TASK –
Rewrite the stretch from the line containing "<item>clock face</item> |" through the line containing "M186 128L185 128L185", changing "top-left corner" to "upper-left corner" and leaving everything else as it is.
··········
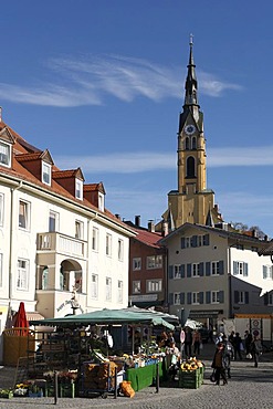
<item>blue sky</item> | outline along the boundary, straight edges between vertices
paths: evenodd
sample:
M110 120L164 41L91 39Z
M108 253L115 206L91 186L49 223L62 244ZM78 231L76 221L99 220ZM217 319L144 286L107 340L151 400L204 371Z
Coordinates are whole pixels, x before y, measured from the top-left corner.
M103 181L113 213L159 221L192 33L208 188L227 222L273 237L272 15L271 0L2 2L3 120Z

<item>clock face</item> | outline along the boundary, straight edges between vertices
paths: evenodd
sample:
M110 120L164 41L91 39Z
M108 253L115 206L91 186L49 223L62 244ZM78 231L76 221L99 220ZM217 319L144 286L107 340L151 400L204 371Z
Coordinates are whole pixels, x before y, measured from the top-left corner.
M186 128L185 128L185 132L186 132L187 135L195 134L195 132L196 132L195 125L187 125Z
··········
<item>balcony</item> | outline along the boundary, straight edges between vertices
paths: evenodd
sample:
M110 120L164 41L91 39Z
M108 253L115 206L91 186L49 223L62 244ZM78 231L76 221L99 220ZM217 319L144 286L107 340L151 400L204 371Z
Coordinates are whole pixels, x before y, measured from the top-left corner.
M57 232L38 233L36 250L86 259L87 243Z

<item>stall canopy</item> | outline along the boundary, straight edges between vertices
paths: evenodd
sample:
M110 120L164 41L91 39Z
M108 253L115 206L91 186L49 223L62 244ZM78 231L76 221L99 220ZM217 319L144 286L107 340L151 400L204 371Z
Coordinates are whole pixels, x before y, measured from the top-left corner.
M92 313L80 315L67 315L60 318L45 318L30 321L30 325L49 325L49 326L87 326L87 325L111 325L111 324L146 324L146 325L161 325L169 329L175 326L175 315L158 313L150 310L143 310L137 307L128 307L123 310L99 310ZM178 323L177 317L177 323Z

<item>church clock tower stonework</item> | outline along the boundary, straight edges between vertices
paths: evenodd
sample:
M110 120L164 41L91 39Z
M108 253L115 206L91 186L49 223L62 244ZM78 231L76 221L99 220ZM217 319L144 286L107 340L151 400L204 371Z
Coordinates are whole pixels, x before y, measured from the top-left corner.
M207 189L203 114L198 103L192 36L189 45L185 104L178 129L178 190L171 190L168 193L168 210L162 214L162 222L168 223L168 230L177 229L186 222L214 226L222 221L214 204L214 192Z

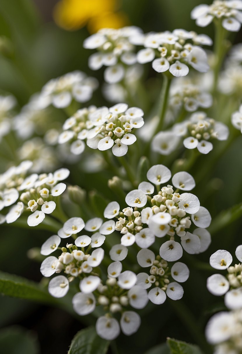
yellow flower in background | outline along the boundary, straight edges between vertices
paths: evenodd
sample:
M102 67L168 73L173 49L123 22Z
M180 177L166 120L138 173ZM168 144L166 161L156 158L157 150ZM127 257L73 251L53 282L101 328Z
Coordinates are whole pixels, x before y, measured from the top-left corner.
··········
RESPONSE TO THE TASK –
<item>clock face</item> | outline along the boundary, straight edges between vertices
paths: evenodd
sample:
M110 120L164 41L91 39Z
M108 253L115 206L91 186L49 223L62 244ZM78 231L76 221L99 220ZM217 319L144 286L107 340L151 400L204 371Z
Coordinates are whole pixels, x before y, measured from the upper-left corner.
M186 128L185 128L185 132L186 132L187 135L195 134L195 132L196 132L195 125L187 125Z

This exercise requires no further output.